# CONSIGNES
Reproduisez sans rien changer la portion de l'extrait sur la couleur violette qui commence par « J’aimerais tellement découvrir » et se termine par « même peut-être ? ».

# EXTRAIT

M : Celle que j’aime le moins c’est l’orange – mais j’aime le corail, comme quoi les nuances…
H : Je n’aime pas le bleu ciel. Je n’en ai jamais porté.
Pas de règles, donc.
J’aimerais tellement découvrir ce qui relie ces femmes, ces hommes à travers cette couleur. J’aime bien l’idée que le violet soit, symboliquement, la couleur d’une féminité modérée, même si les lobbyistes de la théorie du genre vont me tomber dessus, je trouve ça plausible. Une couleur asexuée même peut-être ?
Ce qui est certain, c’est que, dans l’art de s’habiller, c’est une couleur qui prolifère… comme un virus. Qui commence par touches, et qui prend le pouvoir jusqu’à recouvrir la totalité du corps dans les cas extrêmes. Psoriasis textile.
Dans son livre Psychosociologie de la mode (qui ne date pas d’hier), Marc-Alain Descamps rapporte les recherches de Maurice Déribéré qui affirme, en 1951, que la couleur la plus détestée est….. le violet ; mais Descamps de souligner qu’ « on retrouve dans la couleur une application de notre mécanisme de la mode entre l’élite et à la masse. Le problème fort général est de savoir s’il y a un goût universel qui transcende les âges et les civilisations. Sinon les goûts en couleur ne seront qu’une question de mot et d’éducation de l’oeil. Le goût en matière de couleur comme partout ailleurs, correspond aux préférences de la classe dominante (…). ».
J’ai demandé à mon amie Anne-Lise Lobbé, psychologue, son point de vue ? Est-ce que s’habiller en violet signifie quelque chose ? Est-ce que c’est grave ? Et si oui, peut-on s’en sortir ?

(Éléments répertoriés dans un jeu de données)
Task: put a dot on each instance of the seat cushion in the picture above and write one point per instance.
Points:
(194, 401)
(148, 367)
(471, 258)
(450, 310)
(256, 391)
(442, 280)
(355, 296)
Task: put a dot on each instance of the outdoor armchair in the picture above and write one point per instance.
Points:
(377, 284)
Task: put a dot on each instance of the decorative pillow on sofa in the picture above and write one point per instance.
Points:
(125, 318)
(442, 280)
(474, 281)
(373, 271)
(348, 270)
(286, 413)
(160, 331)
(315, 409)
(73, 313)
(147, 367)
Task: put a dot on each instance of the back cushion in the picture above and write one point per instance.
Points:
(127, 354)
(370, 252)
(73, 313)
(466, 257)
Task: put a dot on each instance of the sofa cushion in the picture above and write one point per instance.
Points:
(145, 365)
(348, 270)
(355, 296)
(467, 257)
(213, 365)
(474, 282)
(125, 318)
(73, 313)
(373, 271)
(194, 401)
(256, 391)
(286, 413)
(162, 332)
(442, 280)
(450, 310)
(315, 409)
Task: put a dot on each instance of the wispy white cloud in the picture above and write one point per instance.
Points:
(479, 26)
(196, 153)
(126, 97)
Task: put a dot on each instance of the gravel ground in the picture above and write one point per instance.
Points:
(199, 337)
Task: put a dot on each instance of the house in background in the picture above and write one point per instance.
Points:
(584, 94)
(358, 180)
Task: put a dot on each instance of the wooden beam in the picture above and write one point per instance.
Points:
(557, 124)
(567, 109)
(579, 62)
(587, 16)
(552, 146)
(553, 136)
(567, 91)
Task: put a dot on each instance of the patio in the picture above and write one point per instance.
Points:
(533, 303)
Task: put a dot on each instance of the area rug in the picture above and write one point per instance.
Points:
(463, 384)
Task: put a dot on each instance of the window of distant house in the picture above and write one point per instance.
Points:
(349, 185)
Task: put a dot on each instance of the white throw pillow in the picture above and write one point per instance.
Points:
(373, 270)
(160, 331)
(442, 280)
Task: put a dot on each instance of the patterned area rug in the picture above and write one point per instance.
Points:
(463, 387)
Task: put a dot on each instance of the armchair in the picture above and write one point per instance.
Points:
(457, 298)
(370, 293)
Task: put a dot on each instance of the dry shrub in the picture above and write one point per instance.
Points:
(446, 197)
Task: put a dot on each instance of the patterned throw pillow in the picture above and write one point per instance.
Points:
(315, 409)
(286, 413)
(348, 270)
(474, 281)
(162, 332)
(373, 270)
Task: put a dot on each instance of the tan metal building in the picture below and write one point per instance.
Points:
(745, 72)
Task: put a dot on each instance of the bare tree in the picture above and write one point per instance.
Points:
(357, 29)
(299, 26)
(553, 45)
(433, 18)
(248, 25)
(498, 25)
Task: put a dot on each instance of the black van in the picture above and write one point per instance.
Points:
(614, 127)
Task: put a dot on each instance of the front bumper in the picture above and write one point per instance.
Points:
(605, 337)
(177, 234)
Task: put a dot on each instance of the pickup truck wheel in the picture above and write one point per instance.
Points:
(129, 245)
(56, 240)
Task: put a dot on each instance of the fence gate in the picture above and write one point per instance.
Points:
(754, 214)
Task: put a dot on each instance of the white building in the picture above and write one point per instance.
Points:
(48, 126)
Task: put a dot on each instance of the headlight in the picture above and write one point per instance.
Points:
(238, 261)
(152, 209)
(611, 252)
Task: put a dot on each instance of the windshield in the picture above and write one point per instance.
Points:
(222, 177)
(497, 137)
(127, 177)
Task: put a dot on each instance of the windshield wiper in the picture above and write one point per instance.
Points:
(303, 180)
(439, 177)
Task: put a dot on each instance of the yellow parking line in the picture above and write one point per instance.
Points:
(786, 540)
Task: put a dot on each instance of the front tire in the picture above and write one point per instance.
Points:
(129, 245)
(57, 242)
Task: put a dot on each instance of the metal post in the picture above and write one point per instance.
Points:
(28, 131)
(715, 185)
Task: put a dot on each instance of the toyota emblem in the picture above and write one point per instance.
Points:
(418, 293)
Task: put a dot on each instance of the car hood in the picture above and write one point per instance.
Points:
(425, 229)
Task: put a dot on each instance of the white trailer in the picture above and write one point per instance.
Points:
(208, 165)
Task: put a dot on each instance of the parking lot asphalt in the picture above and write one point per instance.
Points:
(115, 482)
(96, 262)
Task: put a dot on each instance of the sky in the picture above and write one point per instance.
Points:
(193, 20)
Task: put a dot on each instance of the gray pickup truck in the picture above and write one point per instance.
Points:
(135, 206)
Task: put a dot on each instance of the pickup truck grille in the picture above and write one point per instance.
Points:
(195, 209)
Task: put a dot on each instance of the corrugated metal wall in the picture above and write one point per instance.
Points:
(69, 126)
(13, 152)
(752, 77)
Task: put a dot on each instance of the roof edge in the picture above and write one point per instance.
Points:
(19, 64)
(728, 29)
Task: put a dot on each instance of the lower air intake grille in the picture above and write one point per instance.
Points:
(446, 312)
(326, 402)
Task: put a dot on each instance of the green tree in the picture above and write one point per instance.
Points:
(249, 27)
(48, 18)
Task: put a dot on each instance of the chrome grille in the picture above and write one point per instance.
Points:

# ZONE DE RÉPONSE
J’aimerais tellement découvrir ce qui relie ces femmes, ces hommes à travers cette couleur. J’aime bien l’idée que le violet soit, symboliquement, la couleur d’une féminité modérée, même si les lobbyistes de la théorie du genre vont me tomber dessus, je trouve ça plausible. Une couleur asexuée même peut-être ?